# Watch runs face down ?



## fkane (Feb 11, 2006)

Advice needed! 
I have a vintage mechanical watch which I purchased not running, for the purpose of taking apart to learn. The watch appears to be from the 50's and the movement is marked Harper Watch Co Seven Jewels. I have found that it does run when placed face down but when turned over it promptly stops. In the unlikely event that I don't damage or lose any parts in this first encounter, I may as well try to fix it. I'm looking for advice as to what might cause this situation and suggested repair.

Thanks

Kane Waltrop


----------



## marc_wl (Feb 11, 2006)

fkane said:


> Advice needed!
> I have a vintage mechanical watch which I purchased not running, for the purpose of taking apart to learn. The watch appears to be from the 50's and the movement is marked Harper Watch Co Seven Jewels. I have found that it does run when placed face down but when turned over it promptly stops. In the unlikely event that I don't damage or lose any parts in this first encounter, I may as well try to fix it. I'm looking for advice as to what might cause this situation and suggested repair.
> 
> Thanks
> ...


Hi,

I am bit embarassed to give an advice because I am really not an expert! -X) but since I am on line...

I would say that the symptoma indicates a problem with on pivot/jewel of the balance wheel :roll:. Maybe just sticky old oil on that side, may be a missed counter jewel on that pivot or a displaced shock-protecting spring if the watch is shock protected. If you are decided to service completely the watch (I recommend that "sport" of course;-)) you will control in particular that pivot.

Good luck and kind regards.

Marc


----------



## Hartmut Richter (Feb 13, 2006)

I would take a toothpick and VERY GENTLY fiddle with the balance wheel without touching the hairspring. The balance should go up and down a bit and wobble even less than that - only enough so that you just notice. If it wobbles too much, the pivot at the dial-side end will be broken. There is no cure for this except a replacement. It would have to be the dial side since you say that the watch runs well enough while dial-up - the back pivot will then be sitting in its jewel and the balance will work in a similar way to a "flying tourbillon" (only hinged at one end).

I hope that the watch will just be totally gummed up dial-side or that an end stone will be missing - broken balance staff pivots are a downright pain and have been the death of many a vintage watch if a suitable replacement can't be found. I have several of that type, unfortunately.

- [DATA SEGMENT]
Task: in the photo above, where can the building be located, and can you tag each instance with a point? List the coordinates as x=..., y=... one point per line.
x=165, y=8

- [TASK INSTRUCTIONS]
From the watch-repair thread above, extract the passage from "I would take" up to and including "at one end).", copying it word for word without any change.

- [RESULT BELOW]
I would take a toothpick and VERY GENTLY fiddle with the balance wheel without touching the hairspring. The balance should go up and down a bit and wobble even less than that - only enough so that you just notice. If it wobbles too much, the pivot at the dial-side end will be broken. There is no cure for this except a replacement. It would have to be the dial side since you say that the watch runs well enough while dial-up - the back pivot will then be sitting in its jewel and the balance will work in a similar way to a "flying tourbillon" (only hinged at one end).